» **PASSAGE**:
________________

# New Man Cave and Gas Station Find



## smokestackcigar (Nov 3, 2011)

Last Summer I decided to build a studio to do my artwork and smoke a cigar in peace. A couple months ago I went to the gas station and noticed they had cleared out their humidors. Said cigars weren't selling very well. Since they are across the street from Casa de Montecristo in Illinois, I can understand why. After a bit of negotiation, I ended up getting this for $250! Very happy with my purchase and excited to finally have a proper display for my sticks. I also thought I should share my love for the Liga. Been in love with them since my first stick.Hope you enjoy.


----------



## Michigan_Moose (Oct 11, 2011)

Very nice. The Ligas are an amazing collection.


----------



## smokin3000gt (Apr 25, 2012)

What a steal! What are you using for humidification?


----------



## smokestackcigar (Nov 3, 2011)

smokin3000gt said:


> What a steal! What are you using for humidification?


Sam at Casa de Montecristo hooked me up with one of his units that he uses in his cabinet in the shop. It's used but works great. Constant 70 degrees. No branding marks so I don't know make. holds about a quart of distilled water.


----------



## hachigo (Feb 14, 2012)

Very nice cabinets. And a whole box of T52 pigs?!?!?! And a whole box of #9 pigs?!?!?! And an 'A'?!?!?! I think that is the first time I've seen the A on picture. Beautiful collection.


----------



## kdmckin (Feb 21, 2012)

Awesome stash! Great score on the cabinets


----------



## TKE174 (Nov 19, 2011)

Very nice cave and selection!


----------



## Ortiz (Feb 9, 2012)

I think it moved. Need to clean up the mess I just made.


----------



## StogieNinja (Jul 29, 2009)

Thats an amazing looking man cave, and those smokes are beauties all!!!


----------



## smokestackcigar (Nov 3, 2011)

Thanks guys. Just picked these up this morning to add to the bunch.


----------



## justbrew77 (Sep 29, 2011)

________________

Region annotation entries
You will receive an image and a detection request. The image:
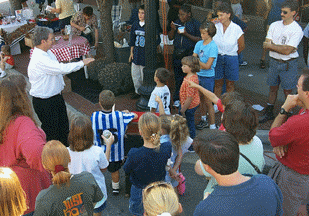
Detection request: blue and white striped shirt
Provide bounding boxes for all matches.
[91,111,134,162]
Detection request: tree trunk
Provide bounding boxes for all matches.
[10,0,21,12]
[97,0,114,63]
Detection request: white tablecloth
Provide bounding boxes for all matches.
[0,21,27,33]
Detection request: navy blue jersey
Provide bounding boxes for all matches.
[91,111,135,162]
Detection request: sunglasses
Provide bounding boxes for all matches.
[143,182,171,193]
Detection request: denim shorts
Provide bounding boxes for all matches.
[215,55,239,81]
[129,185,144,216]
[267,58,298,90]
[198,76,215,92]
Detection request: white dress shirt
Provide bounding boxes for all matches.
[266,20,303,60]
[213,21,244,56]
[28,47,84,99]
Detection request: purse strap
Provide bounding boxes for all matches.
[239,152,262,174]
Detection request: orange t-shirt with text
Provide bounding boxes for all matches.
[179,74,200,109]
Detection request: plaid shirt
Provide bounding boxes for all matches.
[71,11,98,35]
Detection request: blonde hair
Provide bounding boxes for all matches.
[42,140,71,186]
[143,182,179,216]
[68,116,94,152]
[1,45,11,55]
[0,167,27,216]
[138,112,161,147]
[170,115,189,150]
[0,79,36,144]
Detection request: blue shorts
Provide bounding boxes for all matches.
[267,58,298,90]
[215,55,239,81]
[198,76,215,92]
[129,185,144,216]
[93,201,106,213]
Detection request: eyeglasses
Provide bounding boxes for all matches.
[143,182,171,193]
[281,11,288,15]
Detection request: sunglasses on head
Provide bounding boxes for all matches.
[143,182,171,193]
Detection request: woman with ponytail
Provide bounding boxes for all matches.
[0,79,51,216]
[143,182,182,216]
[34,141,103,216]
[123,112,172,216]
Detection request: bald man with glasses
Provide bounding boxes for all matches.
[259,0,303,123]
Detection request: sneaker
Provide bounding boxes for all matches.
[113,188,120,195]
[173,100,180,108]
[0,71,6,78]
[240,61,248,66]
[195,120,209,130]
[260,59,266,69]
[214,104,219,113]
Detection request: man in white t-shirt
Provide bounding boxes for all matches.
[303,23,309,67]
[259,0,303,123]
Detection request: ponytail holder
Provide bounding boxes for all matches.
[158,212,172,216]
[55,165,65,174]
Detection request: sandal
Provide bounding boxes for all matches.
[260,59,266,69]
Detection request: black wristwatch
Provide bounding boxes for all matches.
[280,107,290,115]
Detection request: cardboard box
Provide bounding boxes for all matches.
[25,34,34,48]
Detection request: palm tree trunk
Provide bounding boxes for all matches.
[97,0,114,63]
[10,0,21,12]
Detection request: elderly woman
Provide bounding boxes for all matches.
[71,6,99,47]
[51,0,75,29]
[0,167,27,216]
[213,2,245,97]
[168,5,201,107]
[0,80,51,215]
[195,101,265,198]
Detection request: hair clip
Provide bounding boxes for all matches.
[158,212,172,216]
[55,165,65,174]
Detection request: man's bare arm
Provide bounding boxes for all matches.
[263,39,297,55]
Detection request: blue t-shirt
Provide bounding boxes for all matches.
[193,175,283,216]
[193,40,218,77]
[232,15,248,32]
[173,18,201,50]
[123,142,172,188]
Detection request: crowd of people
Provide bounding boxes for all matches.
[0,0,309,216]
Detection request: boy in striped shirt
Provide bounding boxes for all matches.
[91,90,138,195]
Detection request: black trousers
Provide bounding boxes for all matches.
[32,94,69,146]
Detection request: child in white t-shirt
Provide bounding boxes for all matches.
[68,116,114,216]
[148,68,171,115]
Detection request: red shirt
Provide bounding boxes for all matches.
[0,116,51,214]
[179,74,200,109]
[217,99,225,131]
[4,55,14,66]
[269,109,309,175]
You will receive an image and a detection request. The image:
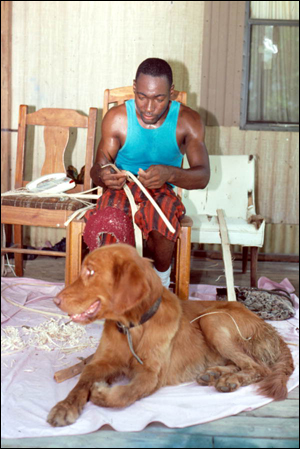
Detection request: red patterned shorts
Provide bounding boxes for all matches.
[85,182,185,244]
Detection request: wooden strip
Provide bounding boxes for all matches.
[26,108,88,128]
[1,247,66,257]
[217,209,236,301]
[1,429,214,449]
[214,437,299,449]
[1,206,74,229]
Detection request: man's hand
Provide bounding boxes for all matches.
[99,167,126,190]
[138,165,172,189]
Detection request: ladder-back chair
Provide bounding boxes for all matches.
[1,105,97,285]
[102,86,193,300]
[182,155,265,287]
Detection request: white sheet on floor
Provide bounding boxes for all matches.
[1,278,299,438]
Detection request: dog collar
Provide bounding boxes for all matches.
[116,297,161,365]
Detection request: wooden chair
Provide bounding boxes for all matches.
[103,86,193,300]
[1,105,97,285]
[182,155,265,287]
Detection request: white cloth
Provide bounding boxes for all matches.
[1,278,299,438]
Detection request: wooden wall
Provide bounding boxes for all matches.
[1,1,299,254]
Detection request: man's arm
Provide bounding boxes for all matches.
[139,109,210,190]
[91,109,126,190]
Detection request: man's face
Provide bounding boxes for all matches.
[133,73,174,125]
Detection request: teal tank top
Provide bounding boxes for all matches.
[115,100,183,175]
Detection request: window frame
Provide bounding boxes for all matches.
[240,1,299,132]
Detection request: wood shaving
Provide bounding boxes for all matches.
[1,318,98,355]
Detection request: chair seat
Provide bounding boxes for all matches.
[1,194,89,211]
[190,215,265,248]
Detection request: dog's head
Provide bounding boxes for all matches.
[55,244,163,324]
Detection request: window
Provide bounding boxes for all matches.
[241,1,299,131]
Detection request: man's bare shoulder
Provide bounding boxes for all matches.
[178,104,204,134]
[102,104,127,136]
[179,104,203,123]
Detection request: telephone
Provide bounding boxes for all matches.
[26,173,76,193]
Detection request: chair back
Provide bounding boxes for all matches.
[182,155,255,219]
[15,105,97,193]
[102,86,186,117]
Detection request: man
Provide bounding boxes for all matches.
[87,58,210,287]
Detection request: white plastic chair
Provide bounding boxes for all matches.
[182,155,265,287]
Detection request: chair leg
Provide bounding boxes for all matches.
[65,220,84,286]
[242,246,249,273]
[175,227,191,300]
[250,246,258,287]
[13,225,24,277]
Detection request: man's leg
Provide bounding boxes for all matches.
[147,231,175,288]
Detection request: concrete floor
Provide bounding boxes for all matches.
[3,254,299,297]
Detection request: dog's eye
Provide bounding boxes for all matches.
[87,269,95,277]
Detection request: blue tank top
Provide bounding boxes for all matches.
[115,100,183,175]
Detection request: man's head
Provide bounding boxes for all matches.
[133,58,174,125]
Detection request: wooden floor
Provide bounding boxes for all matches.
[1,252,299,448]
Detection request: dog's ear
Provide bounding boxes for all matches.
[112,260,150,315]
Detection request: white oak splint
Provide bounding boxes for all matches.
[182,155,265,287]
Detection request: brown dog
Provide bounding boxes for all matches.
[48,244,294,426]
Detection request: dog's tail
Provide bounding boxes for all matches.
[258,341,294,401]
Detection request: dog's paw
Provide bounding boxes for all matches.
[196,370,221,386]
[90,382,110,407]
[215,376,241,393]
[47,401,80,427]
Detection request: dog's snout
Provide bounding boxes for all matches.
[53,296,61,307]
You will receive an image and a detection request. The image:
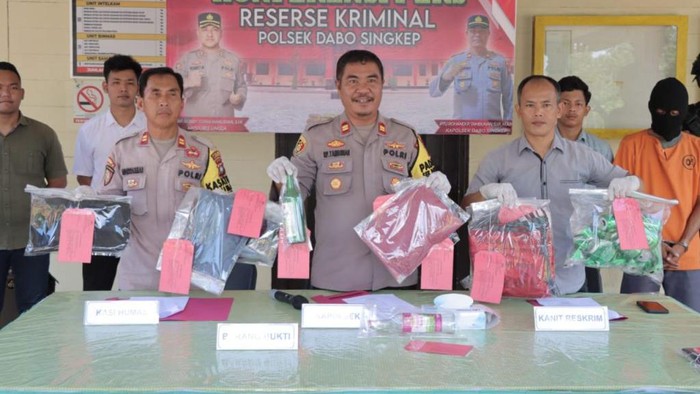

________________

» **EXERCISE 1**: According to the cigar forum thread, why had the gas station cleared out its humidors, and why did the poster find that understandable?
» **EXERCISE 2**: Carry on the cigar forum thread from the point where it stops.

» **TASK RESPONSE 1**: Cigars weren't selling well at the station. The poster understood why, since the station is across the street from Casa de Montecristo in Illinois.

» **TASK RESPONSE 2**:
Awesome man cave and an Absolutley amazing collection of Liga's. The No. 9 pigs are freaking awesome


----------



## SystemError (Apr 9, 2012)

Very nice David!


----------



## burritosdaily (Jul 2, 2007)

I'd love to see some more pics of the inside of the room...... looks awesome.... I have one that is similar in size and would enjoy seeing more of your set-up.


----------



## smokestackcigar (Nov 3, 2011)

Thanks for your interest. The response has been great. You can get a prefab kit for about 10,000. I decided to go the cheaper route and built my own. I was able to do it for less than $2,000. Here are some more pics and here is a link if you want to read more about it. Deconstruction: David van Alphen's Modern Shed | Design Milk


----------



## smokin3000gt (Apr 25, 2012)

Looks sweet David! I want one... out:


----------



## dayento2 (May 12, 2012)

Nice cabinet and even nicer cigars!


----------



## lostdog13 (Jan 16, 2012)

wow!!!! so jealous of your room and ligas


----------



## Eric_H (Apr 4, 2012)

Beautiful cabinet and considering the price you paid it's an impressive score. How well is is holding humidity?


----------



## zephead61 (Apr 18, 2012)

Nice cave and stash neighbor! I see a Chicagoland Puff Herf in your future!


----------



## lebz (Mar 26, 2011)

Wow... kick ass!


----------



## StogieNinja (Jul 29, 2009)

Can I just say again how impressed I am? That place looks awesome, and I love when people pay attention to aesthetics. I would kill for a place like that. Also, amazing cigar collection!

Great job, man. Inspiring!


----------



## doomXsaloon (Jul 25, 2011)

the Doom Saloon salutes you, sir! Well Done!


----------



## DMS7502 (Jan 22, 2012)

Very impressive cave and stash!! I love the dog cave too!!


----------



## BDog (Oct 19, 2010)

Clean modern lines with natural light through the pitch in the roof! What could be better? Well, one for mans best friend if course! Looks tremendous for 2K !!! Heck I built a simple shed for my compressor and garden tools/supplies an it cost me nearly a grand. 

That cabinet was a steal as well! Ive seen cabinets like that go for quite a but more! Hope ut continues to hold humidity!!!


----------



## smokestackcigar (Nov 3, 2011)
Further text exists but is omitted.